> Extract to read
───
BiPAP Myths "Blown Away"

Submitted by: Sally O'Meara R.N.
Nurse Educator at Oakland University

Myth: CPAP and BiPAP machines are the same

Actually: CPAP stands for Continuous Positive Airway Pressure. It is commonly used to treat obstructive sleep apnea. A CPAP machine uses air pressure blown through a tight-fitting face mask to prevent the airway from collapsing during sleep. BiPAP stands for Bi-level Positive Airway Pressure. BiPAP has two levels of pressure— high pressure to help inhale air into the lungs and low pressure to allow air to be exhaled from the lungs. BiPAP is used by patients with neuromuscular diseases because the weak respiratory muscles cannot exhale against the high CPAP air pressure.

Myth: BiPAP is only used in the hospital during MG crisis

Actually: BiPAP is a common intervention to help avoid intubation for MG patients who are in myasthenic crisis. BiPAP functions like a ventilator, but uses a tight-fitting mask on the face rather than a tube down into the trachea. BiPAP can be used by patients at home during the night to correct shallow breathing during sleep, and during the day to relieve shortness-of-breath. Home BiPAP machines are small, quiet, and easy to use.

Myth: A sleep study is required in order to get a BiPAP

Actually: A sleep study is required to diagnose obstructive sleep apnea and qualify the patient for a CPAP machine. Different criteria are used to determine that BiPAP machines are needed for patients with neuromuscular disease. Test results used to qualify MG patients for BiPAP therapy include:

- Forced Vital Capacity < 50% of expected value
- Maximum Inspiratory Pressure (MIP) < 60 cm H20.
- Arterial Blood Gas (ABG) shows carbon dioxide level > 45 mm Hg

Myth: MG patients must fail CPAP before getting a BiPAP Actually: Patients with sleep apnea are required to start with a CPAP machine before insurance will pay for a BiPAP machine. Medical equipment companies are often unfamiliar with the qualifying criteria used for patients with neuromuscular diseases, and may sometimes tell patients that CPAP must be tried first. Patients should always check with their insurance companies about their individual policies and coverage requirements, but the test results shown above are generally-accepted guidelines. Additional information about qualifying guidelines can also be found at: https://www.resmed.com/us/dam/documents/articles/1010293_RAD_Guidelines.pdf

Myth: BiPAP masks are huge and uncomfortable

Actually: BiPAP masks used by hospitals to treat inpatients are designed for economy rather than comfort. They are intended to be used by one patient for a short period of time and then discarded. In contrast, a wide variety of BiPAP masks are available for home use to accommodate patient preferences and sleep positions. For patients who dislike the full face masks, nasal masks cover only the patient's nose while nasal pillows fit snugly underneath the nostrils. BiPAP masks are designed to allow for unobstructed vision, facial hair, and eyeglasses while minimizing the risk of skin breakdown on the face.
───
> Source data
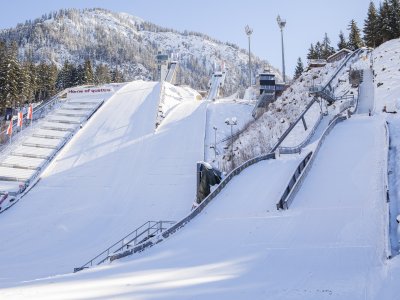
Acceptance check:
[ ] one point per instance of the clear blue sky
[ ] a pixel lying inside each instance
───
> Actions to take
**A.** Rewrite the part of the BiPAP myths text starting at "Actually: CPAP stands" and ending at "CPAP air pressure.", putting "mask" in place of "face mask".
**B.** According to the BiPAP myths text, why do patients with neuromuscular diseases use BiPAP? Answer in one to three sentences.
**C.** Answer these questions from the BiPAP myths text:
(i) What does CPAP stand for?
(ii) What carbon dioxide level on an Arterial Blood Gas is listed as a qualifying result for BiPAP therapy?
(iii) Where do nasal pillows fit?
Answer from the text alone, with no outside knowledge.

> Solutions below
**A.**
Actually: CPAP stands for Continuous Positive Airway Pressure. It is commonly used to treat obstructive sleep apnea. A CPAP machine uses air pressure blown through a tight-fitting mask to prevent the airway from collapsing during sleep. BiPAP stands for Bi-level Positive Airway Pressure. BiPAP has two levels of pressure— high pressure to help inhale air into the lungs and low pressure to allow air to be exhaled from the lungs. BiPAP is used by patients with neuromuscular diseases because the weak respiratory muscles cannot exhale against the high CPAP air pressure.

**B.** Their respiratory muscles are weak and cannot exhale against the high air pressure of CPAP. BiPAP gives a high pressure for inhaling and a low pressure that lets air be exhaled from the lungs.

**C.**
(i) Continuous Positive Airway Pressure.
(ii) A level greater than 45 mm Hg.
(iii) Snugly underneath the nostrils.